** start of Entries shown **

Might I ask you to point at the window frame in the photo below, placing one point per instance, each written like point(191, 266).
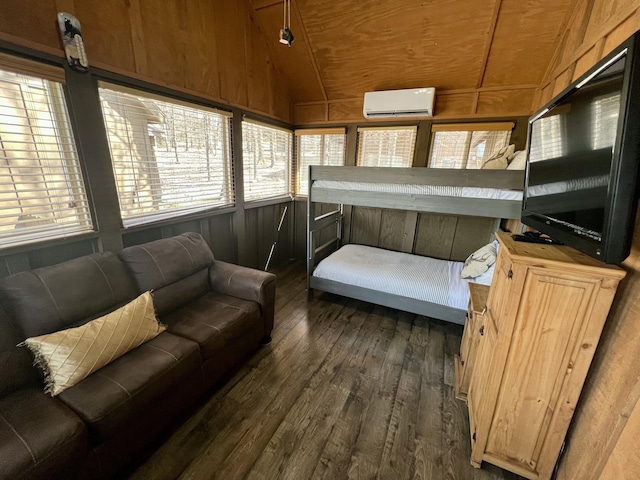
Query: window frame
point(118, 84)
point(249, 203)
point(391, 127)
point(67, 150)
point(299, 133)
point(466, 127)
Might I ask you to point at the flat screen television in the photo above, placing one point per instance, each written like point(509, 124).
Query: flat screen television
point(582, 163)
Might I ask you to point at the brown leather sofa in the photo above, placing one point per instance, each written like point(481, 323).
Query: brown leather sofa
point(216, 314)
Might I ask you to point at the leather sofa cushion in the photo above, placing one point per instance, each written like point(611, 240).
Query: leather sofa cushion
point(53, 298)
point(163, 262)
point(173, 296)
point(126, 388)
point(215, 320)
point(39, 436)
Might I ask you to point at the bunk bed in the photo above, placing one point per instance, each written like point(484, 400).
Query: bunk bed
point(355, 271)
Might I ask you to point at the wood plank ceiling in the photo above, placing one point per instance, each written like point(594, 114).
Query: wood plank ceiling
point(484, 57)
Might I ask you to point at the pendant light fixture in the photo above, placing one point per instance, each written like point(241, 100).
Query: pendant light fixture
point(286, 36)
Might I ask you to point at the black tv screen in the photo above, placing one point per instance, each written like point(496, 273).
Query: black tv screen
point(582, 160)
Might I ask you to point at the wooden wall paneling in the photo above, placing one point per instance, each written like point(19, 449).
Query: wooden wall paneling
point(280, 95)
point(434, 236)
point(575, 35)
point(517, 29)
point(365, 226)
point(65, 6)
point(451, 105)
point(24, 20)
point(471, 234)
point(166, 37)
point(589, 59)
point(266, 229)
point(563, 80)
point(346, 110)
point(298, 60)
point(106, 31)
point(505, 102)
point(138, 43)
point(310, 113)
point(624, 462)
point(423, 144)
point(230, 41)
point(545, 95)
point(221, 237)
point(360, 39)
point(249, 241)
point(202, 66)
point(606, 16)
point(258, 71)
point(397, 230)
point(621, 33)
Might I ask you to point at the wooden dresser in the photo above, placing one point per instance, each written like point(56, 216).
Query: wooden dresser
point(545, 312)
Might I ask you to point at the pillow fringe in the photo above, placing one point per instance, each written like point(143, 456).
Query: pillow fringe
point(39, 361)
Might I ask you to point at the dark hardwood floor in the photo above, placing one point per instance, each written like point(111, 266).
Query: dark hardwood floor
point(345, 390)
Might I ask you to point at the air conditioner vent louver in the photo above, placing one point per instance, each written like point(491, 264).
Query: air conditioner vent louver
point(413, 102)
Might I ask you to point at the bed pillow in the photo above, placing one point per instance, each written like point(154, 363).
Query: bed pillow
point(499, 160)
point(519, 161)
point(69, 356)
point(479, 261)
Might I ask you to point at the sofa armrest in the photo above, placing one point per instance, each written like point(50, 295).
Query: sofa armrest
point(248, 284)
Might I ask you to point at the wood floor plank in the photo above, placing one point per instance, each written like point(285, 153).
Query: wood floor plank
point(345, 390)
point(312, 416)
point(429, 424)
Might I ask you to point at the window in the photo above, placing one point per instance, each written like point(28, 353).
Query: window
point(42, 192)
point(549, 129)
point(169, 157)
point(467, 145)
point(386, 146)
point(266, 152)
point(604, 125)
point(317, 147)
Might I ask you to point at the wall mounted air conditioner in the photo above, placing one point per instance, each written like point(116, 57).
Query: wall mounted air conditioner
point(412, 102)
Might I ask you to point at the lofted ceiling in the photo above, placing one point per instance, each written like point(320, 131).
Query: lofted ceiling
point(345, 48)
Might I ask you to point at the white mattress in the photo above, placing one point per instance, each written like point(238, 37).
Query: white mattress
point(413, 276)
point(572, 185)
point(411, 189)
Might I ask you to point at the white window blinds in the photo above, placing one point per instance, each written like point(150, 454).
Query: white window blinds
point(266, 153)
point(467, 145)
point(169, 157)
point(604, 121)
point(386, 146)
point(317, 147)
point(42, 192)
point(549, 129)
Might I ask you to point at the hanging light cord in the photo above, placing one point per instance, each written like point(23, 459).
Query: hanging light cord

** end of Entries shown **

▶ [Required work]: Copy the material between the lines holding "Might I ask you to point at the lofted" and "point(411, 189)", inclusive, and add 9 to both coordinates of every answer point. Leave the format samples inside the requests unchanged.

▶ [Written solution]:
Might I ask you to point at the lofted ceiling in the photo above, placing one point per instance, each written like point(320, 131).
Query: lofted ceiling
point(354, 57)
Might I ask you to point at the white mattress in the photo above, placing one point per instance, each written like point(238, 37).
Query: white mattress
point(422, 285)
point(581, 194)
point(420, 198)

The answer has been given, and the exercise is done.